→ **Work request**
Apart from the pictures, every line below is to be set down exactly.
|---|
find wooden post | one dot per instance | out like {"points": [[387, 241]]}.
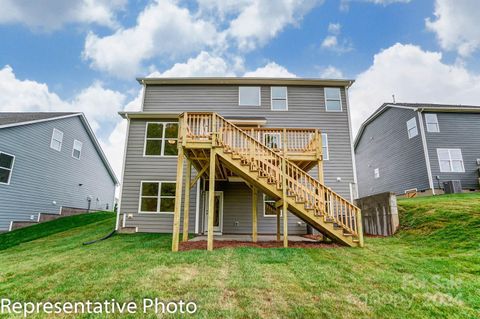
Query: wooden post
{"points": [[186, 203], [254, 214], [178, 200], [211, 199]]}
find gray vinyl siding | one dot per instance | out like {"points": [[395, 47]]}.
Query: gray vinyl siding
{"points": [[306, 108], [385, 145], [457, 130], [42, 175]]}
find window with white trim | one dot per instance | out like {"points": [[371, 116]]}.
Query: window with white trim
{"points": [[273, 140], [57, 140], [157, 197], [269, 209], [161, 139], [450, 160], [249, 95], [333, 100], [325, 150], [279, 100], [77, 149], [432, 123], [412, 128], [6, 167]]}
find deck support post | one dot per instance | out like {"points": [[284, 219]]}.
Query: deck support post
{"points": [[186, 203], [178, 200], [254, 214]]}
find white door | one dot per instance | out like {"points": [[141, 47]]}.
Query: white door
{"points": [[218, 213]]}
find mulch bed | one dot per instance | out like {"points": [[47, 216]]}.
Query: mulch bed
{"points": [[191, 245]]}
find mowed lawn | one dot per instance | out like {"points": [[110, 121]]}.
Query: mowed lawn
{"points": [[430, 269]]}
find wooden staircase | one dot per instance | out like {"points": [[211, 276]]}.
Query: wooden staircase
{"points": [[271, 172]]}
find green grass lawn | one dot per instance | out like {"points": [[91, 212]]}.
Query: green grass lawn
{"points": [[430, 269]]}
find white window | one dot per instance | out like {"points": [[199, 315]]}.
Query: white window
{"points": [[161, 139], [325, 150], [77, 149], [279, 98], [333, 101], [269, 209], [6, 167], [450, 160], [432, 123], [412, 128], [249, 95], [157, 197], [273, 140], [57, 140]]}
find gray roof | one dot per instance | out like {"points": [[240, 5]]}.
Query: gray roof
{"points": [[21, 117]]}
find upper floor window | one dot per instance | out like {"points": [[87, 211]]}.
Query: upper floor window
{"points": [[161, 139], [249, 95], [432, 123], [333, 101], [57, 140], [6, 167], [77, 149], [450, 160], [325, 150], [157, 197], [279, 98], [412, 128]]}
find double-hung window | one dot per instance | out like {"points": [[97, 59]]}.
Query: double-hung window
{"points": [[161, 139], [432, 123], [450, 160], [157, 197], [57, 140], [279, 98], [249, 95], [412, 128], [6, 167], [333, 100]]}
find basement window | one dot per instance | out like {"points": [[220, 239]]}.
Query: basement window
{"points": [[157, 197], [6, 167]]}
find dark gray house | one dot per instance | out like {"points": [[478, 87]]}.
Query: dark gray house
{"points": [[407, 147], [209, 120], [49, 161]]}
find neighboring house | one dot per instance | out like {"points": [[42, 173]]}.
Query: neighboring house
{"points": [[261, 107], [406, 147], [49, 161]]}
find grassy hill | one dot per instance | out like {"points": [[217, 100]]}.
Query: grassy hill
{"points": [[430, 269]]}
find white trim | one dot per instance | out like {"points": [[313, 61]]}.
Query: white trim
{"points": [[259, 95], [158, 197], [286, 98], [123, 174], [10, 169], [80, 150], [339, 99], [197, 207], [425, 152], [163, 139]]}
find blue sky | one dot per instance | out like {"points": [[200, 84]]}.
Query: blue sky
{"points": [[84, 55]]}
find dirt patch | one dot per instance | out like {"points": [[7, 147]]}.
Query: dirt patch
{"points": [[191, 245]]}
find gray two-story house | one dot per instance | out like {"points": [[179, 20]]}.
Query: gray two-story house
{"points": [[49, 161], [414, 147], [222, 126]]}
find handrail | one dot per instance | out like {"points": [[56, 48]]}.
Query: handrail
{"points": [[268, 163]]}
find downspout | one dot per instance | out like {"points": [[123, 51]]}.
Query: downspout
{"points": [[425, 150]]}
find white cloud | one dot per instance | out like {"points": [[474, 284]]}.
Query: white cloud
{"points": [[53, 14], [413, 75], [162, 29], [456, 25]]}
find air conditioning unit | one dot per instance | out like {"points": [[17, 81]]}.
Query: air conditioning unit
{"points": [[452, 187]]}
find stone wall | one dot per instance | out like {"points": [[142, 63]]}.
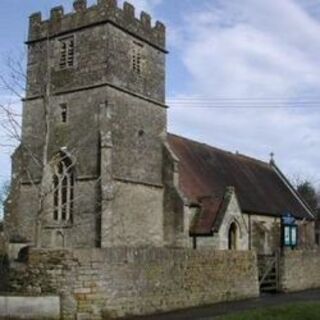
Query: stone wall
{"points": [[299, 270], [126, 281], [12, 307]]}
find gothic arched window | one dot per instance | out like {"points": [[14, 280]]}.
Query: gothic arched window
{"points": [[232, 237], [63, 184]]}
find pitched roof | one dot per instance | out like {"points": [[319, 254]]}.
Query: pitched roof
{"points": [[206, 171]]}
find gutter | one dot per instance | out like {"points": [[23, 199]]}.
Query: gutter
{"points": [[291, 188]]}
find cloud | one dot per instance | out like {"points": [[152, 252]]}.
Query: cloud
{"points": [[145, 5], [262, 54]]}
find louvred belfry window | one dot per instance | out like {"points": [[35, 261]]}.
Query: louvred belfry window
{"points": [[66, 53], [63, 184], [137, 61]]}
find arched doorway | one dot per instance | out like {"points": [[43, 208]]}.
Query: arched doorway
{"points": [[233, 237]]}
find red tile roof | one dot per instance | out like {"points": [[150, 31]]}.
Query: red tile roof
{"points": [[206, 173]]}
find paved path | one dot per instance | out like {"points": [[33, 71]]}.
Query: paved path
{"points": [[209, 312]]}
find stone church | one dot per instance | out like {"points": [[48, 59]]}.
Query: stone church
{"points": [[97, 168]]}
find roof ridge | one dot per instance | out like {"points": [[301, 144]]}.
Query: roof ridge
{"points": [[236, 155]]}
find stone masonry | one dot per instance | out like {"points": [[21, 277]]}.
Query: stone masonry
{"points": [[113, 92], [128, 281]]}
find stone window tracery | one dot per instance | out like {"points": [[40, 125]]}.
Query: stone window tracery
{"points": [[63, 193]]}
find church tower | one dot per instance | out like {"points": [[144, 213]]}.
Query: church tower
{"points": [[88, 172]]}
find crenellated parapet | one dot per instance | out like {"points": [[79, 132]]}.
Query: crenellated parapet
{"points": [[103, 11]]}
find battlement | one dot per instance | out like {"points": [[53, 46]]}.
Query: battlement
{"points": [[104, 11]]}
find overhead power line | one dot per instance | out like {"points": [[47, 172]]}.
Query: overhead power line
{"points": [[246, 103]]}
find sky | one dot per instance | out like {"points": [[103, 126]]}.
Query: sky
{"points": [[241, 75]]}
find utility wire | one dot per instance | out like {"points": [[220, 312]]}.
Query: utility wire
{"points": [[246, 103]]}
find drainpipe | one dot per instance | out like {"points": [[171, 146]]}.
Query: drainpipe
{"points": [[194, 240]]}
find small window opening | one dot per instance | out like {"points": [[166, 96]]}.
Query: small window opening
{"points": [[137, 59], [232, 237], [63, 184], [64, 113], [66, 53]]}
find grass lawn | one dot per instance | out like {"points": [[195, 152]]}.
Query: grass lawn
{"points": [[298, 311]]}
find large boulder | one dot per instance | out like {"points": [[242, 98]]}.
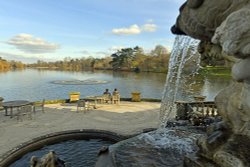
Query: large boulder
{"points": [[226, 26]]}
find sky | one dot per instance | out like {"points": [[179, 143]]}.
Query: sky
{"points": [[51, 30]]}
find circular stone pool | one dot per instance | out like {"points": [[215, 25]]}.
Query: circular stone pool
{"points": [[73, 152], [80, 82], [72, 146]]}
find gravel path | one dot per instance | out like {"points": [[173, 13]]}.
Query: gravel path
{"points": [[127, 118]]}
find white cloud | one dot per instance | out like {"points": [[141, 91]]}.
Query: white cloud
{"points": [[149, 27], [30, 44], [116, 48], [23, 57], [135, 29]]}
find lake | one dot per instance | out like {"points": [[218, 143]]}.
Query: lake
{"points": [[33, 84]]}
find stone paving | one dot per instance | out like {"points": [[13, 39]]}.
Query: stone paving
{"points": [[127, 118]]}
|---|
→ **Output**
find wooden post | one dot per instance | out like {"points": [[387, 241]]}.
Query: wooden post
{"points": [[186, 203], [254, 214], [178, 200], [211, 199]]}
find gray vinyl siding | one dot per instance | out like {"points": [[395, 47]]}.
Query: gray vinyl siding
{"points": [[306, 108], [385, 145], [457, 130], [42, 175]]}
find window with white trim | one dot per instance | out like {"points": [[371, 116]]}.
Query: window with white trim
{"points": [[273, 140], [57, 140], [157, 197], [269, 209], [161, 139], [450, 160], [249, 95], [333, 100], [325, 150], [279, 100], [77, 149], [432, 123], [412, 128], [6, 167]]}
find deck support post | one dot per instance | out like {"points": [[284, 219]]}.
Query: deck support post
{"points": [[186, 203], [178, 200], [254, 214]]}
find white door | one dot per instance | out like {"points": [[141, 47]]}.
Query: white door
{"points": [[218, 213]]}
find mulch bed | one dot per instance | out like {"points": [[47, 216]]}.
Query: mulch bed
{"points": [[191, 245]]}
find mowed lawn | one dot per instance | out like {"points": [[110, 121]]}.
Query: mowed lawn
{"points": [[430, 269]]}
find wooden staircase | one dot per instance | out like {"points": [[211, 276]]}.
Query: wooden staircase
{"points": [[271, 172]]}
find green grass lawn | one dot per instance | out like {"points": [[91, 212]]}.
Query: green grass lawn
{"points": [[430, 269]]}
find white window | one dot per instance | out like {"points": [[199, 315]]}.
Query: white window
{"points": [[161, 139], [325, 150], [77, 149], [279, 98], [333, 101], [269, 209], [6, 167], [450, 160], [432, 123], [412, 128], [249, 95], [157, 197], [273, 140], [57, 140]]}
find gray roof | one dot per instance | out like {"points": [[240, 5]]}.
Query: gray roof
{"points": [[21, 117]]}
find upper floor window | one dot per instance | out like {"points": [[87, 211]]}.
Query: upper floor window
{"points": [[161, 139], [249, 95], [432, 123], [333, 101], [57, 140], [6, 167], [77, 149], [450, 160], [325, 150], [157, 197], [279, 98], [412, 128]]}
find double-hung window | one dot per instance | out like {"points": [[97, 59]]}.
Query: double-hung window
{"points": [[161, 139], [432, 123], [450, 160], [157, 197], [57, 140], [279, 98], [249, 95], [412, 128], [6, 167], [333, 100]]}
find basement window | one dot per instance | out like {"points": [[220, 239]]}.
Query: basement window
{"points": [[157, 197], [6, 167]]}
find dark gray house | one dot per instance | out like {"points": [[478, 87]]}.
Query: dark gray house
{"points": [[407, 147], [209, 120], [49, 161]]}
find neighboring house | one dot per instance | out like {"points": [[42, 173]]}.
Query: neighboring house
{"points": [[261, 107], [406, 147], [49, 161]]}
find grassy hill | one dot per instance | out like {"points": [[217, 100]]}.
Query: grassy hill
{"points": [[430, 269]]}
find white trim | one dot per instance | out like {"points": [[313, 61]]}.
Query: white trim
{"points": [[259, 95], [158, 197], [286, 98], [123, 174], [10, 169], [80, 150], [339, 99], [197, 207], [425, 152], [163, 139]]}
find blue sky | one dot per instance | out like {"points": [[200, 84]]}.
Query: blue sky
{"points": [[84, 55]]}
find dirt patch | one dot per instance | out like {"points": [[7, 147]]}.
Query: dirt patch
{"points": [[191, 245]]}
find gray two-story house | one dot per instance | out like {"points": [[179, 20]]}.
Query: gray two-story house
{"points": [[49, 161], [414, 147], [222, 126]]}
find handrail | one dot per instance | out like {"points": [[56, 48]]}.
Query: handrail
{"points": [[268, 163]]}
find downspout | one dot per instance | out like {"points": [[123, 51]]}.
Query: downspout
{"points": [[425, 150]]}
find white cloud | one dot per instance | out like {"points": [[474, 284]]}.
Query: white cloud
{"points": [[53, 14], [413, 75], [162, 29], [456, 25]]}
find air conditioning unit | one dot per instance | out like {"points": [[17, 81]]}.
Query: air conditioning unit
{"points": [[452, 187]]}
find stone wall | one dot per instance | out like {"points": [[142, 63]]}.
Query: stone wall
{"points": [[299, 270], [126, 281], [12, 307]]}
find gothic arched window | one dot per instance | out like {"points": [[14, 280]]}.
Query: gothic arched window
{"points": [[232, 237], [63, 184]]}
find pitched roof | one dot per instance | out like {"points": [[319, 254]]}.
Query: pitched roof
{"points": [[206, 171]]}
find gutter | one dot per instance | out like {"points": [[23, 199]]}.
Query: gutter
{"points": [[291, 188]]}
find cloud | one dot per instance | out like {"points": [[152, 252]]}.
Query: cloud
{"points": [[145, 5], [262, 54]]}
find louvred belfry window | one dot per instance | out like {"points": [[35, 261]]}.
Query: louvred belfry window
{"points": [[66, 53], [63, 184], [137, 61]]}
find arched doorway | one dot per instance | out like {"points": [[43, 208]]}.
Query: arched doorway
{"points": [[233, 237]]}
find red tile roof | one dot per instance | out like {"points": [[150, 31]]}.
Query: red tile roof
{"points": [[206, 173]]}
find paved path | one dot per instance | out like {"points": [[33, 71]]}.
Query: paved path
{"points": [[209, 312]]}
find stone church | one dot per instance | out like {"points": [[48, 59]]}.
Query: stone church
{"points": [[97, 168]]}
find roof ridge | one dot per instance | out like {"points": [[301, 144]]}.
Query: roof ridge
{"points": [[236, 155]]}
find stone masonry | one dot per instance | out like {"points": [[21, 277]]}.
Query: stone masonry
{"points": [[113, 92], [128, 281]]}
find stone window tracery | one dot per instance | out like {"points": [[40, 125]]}.
Query: stone window tracery
{"points": [[63, 193]]}
find church tower | one dot per instance | out like {"points": [[144, 213]]}.
Query: church tower
{"points": [[88, 172]]}
find crenellated parapet | one dot per instance | out like {"points": [[79, 132]]}.
Query: crenellated parapet
{"points": [[103, 11]]}
find battlement | one dot per instance | out like {"points": [[53, 46]]}.
Query: battlement
{"points": [[104, 11]]}
find overhead power line | one dot per instance | out like {"points": [[47, 172]]}.
Query: overhead power line
{"points": [[246, 103]]}
find sky | one dot per instance | out like {"points": [[103, 126]]}.
Query: sky
{"points": [[241, 75]]}
find utility wire | one dot per instance | out like {"points": [[220, 312]]}.
Query: utility wire
{"points": [[246, 103]]}
find drainpipe | one dot per instance | out like {"points": [[171, 146]]}.
Query: drainpipe
{"points": [[194, 240]]}
find small window opening | one dot per instance | out like {"points": [[166, 96]]}.
Query: small window opening
{"points": [[137, 59], [232, 237], [63, 184], [64, 113], [66, 53]]}
find grass lawn | one dot per instance | out like {"points": [[195, 152]]}.
Query: grass lawn
{"points": [[298, 311]]}
find large boulder | one dot per instance | out like {"points": [[242, 98]]}.
Query: large boulder
{"points": [[226, 26]]}
find sky | one dot per instance | out like {"points": [[179, 143]]}.
Query: sky
{"points": [[51, 30]]}
find circular stone pool | one dot per instance | out like {"points": [[215, 25]]}.
Query: circular stone pool
{"points": [[73, 152], [80, 82], [72, 146]]}
find gravel path | one dot per instance | out like {"points": [[173, 13]]}.
Query: gravel path
{"points": [[127, 118]]}
find white cloud | one dot per instance | out like {"points": [[141, 91]]}.
Query: white cloud
{"points": [[149, 27], [30, 44], [116, 48], [23, 57], [135, 29]]}
find lake | one dot per instance | out like {"points": [[218, 143]]}.
Query: lake
{"points": [[33, 84]]}
find stone paving | one dot per instance | out like {"points": [[13, 39]]}.
Query: stone paving
{"points": [[127, 118]]}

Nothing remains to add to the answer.